═════ Extrait du document ═════

# Envoi de mail avec iPad + iPhone



## Mick83 (6 Août 2011)

Bonjour,

Je viens d'acquérir un iPad 2 - wifi. J'avais déjà un iPhone 4.
Pouvez-vous me dire svp comment envoyer des mails écrits sur l'iPad pour être expédiés par l'iPhone ?

Merci pour votre aide.


----------



## Pharrel (8 Août 2011)

Heu ???????? Pourquoi n'ecris-tu pas directement ton mail sur l'iphone si c'est pour l'envoyer par celui-ci ?


----------



## Mick83 (9 Août 2011)

Merci pour la pré-réponse.
Je n'avais pas de borne wifi et j'avais plusieurs mails assez longs à envoyer.
Il eut été plus aisé de les écrire sur l'iPad et de les expédier en 3G sur l'iPhone.
Si vous avez des idées ......
Merci pour votre aide.


----------



## irishboy (9 Août 2011)

Le tethering !!! ton iphone est jailbreaké ?


----------



## Pharrel (9 Août 2011)

Ok je comprend mieux !Non desoler aucun moyen de transfert.
Desoler, le seul est de trouver une borne wi fi ou le tethering (qui revient à transformer ton iphone en borne wifi) comme le sugere irishboy.


----------



## Mick83 (9 Août 2011)

Merci à vous deux pour les réponses.
Mon iPhone n'est pas jailbreaké ..... j'hésite encore à le faire ......

═════ Matériel fourni ═════

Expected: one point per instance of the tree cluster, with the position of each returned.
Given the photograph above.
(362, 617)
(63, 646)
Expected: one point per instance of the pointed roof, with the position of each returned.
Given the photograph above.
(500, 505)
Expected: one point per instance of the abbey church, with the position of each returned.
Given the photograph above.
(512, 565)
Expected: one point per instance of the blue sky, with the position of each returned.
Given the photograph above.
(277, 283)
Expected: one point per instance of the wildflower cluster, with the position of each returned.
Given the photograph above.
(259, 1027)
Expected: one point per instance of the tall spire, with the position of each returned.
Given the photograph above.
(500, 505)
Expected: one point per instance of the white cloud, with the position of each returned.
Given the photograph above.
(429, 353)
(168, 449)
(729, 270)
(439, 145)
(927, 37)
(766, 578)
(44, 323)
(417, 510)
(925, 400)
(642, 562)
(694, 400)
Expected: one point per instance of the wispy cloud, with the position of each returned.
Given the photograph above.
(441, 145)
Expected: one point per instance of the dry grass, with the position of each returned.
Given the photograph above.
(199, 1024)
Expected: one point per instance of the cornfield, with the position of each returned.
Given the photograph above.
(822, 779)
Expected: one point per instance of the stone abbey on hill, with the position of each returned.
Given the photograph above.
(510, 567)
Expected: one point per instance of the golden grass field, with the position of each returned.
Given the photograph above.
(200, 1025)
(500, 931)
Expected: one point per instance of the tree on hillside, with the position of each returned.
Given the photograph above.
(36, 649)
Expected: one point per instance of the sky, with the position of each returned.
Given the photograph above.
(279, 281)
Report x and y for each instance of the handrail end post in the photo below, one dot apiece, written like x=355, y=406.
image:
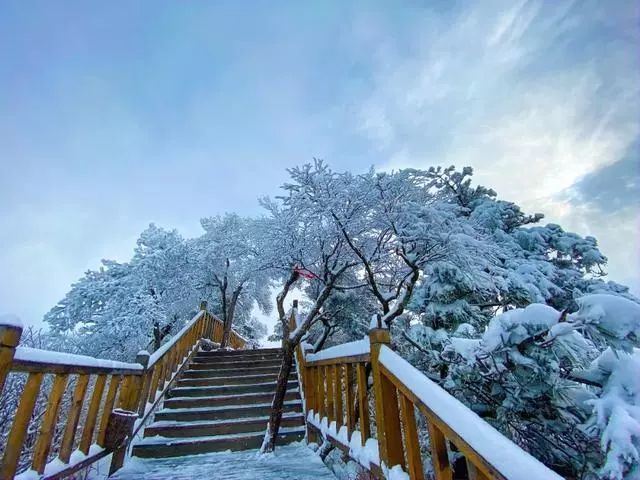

═════

_Consignes de l'exercice_
A – Recopiez à l'identique le passage de la discussion sur l'envoi de mails depuis l'iPad, en commençant par « Pouvez-vous me dire » et en allant jusqu'à « (8 Août 2011) ».
B – Rédigez la suite de la discussion sur l'envoi de mails depuis l'iPad à partir de l'endroit où elle s'arrête.
La liste n'intervient en rien dans ce travail.

_Réponses par consigne_
A –
Pouvez-vous me dire svp comment envoyer des mails écrits sur l'iPad pour être expédiés par l'iPhone ?

Merci pour votre aide.


----------



## Pharrel (8 Août 2011)

B –
----------



## Mick83 (9 Août 2011)

Je reviens vers vous. 
Si je ne peux transférer un fichier mail entre l'iPad et l'iPhone, puis-je le faire à l'aide du logiciel intégré "Notes" ?
Je pourrais alors écrire tous mes mails sur l'iPad avec Notes et transférer ce fichier sur l'iPhone pour copier/coller ensuite le texte dans mail sur l'iPhone.

Qu'en pensez-vous ?

Merci pour votre aide.


----------



## irishboy (9 Août 2011)

C'est impossible ... Tes notes se synchronisent au travers du net. donc dans ton cas aucun intérêt !!!

Je te le redis si tu tiens vraiment à cette solution pense au jailbreak !!! Le tethering marche très bien et c'est le moyen le plus rapide de faire ce que tu souhaite faire !!!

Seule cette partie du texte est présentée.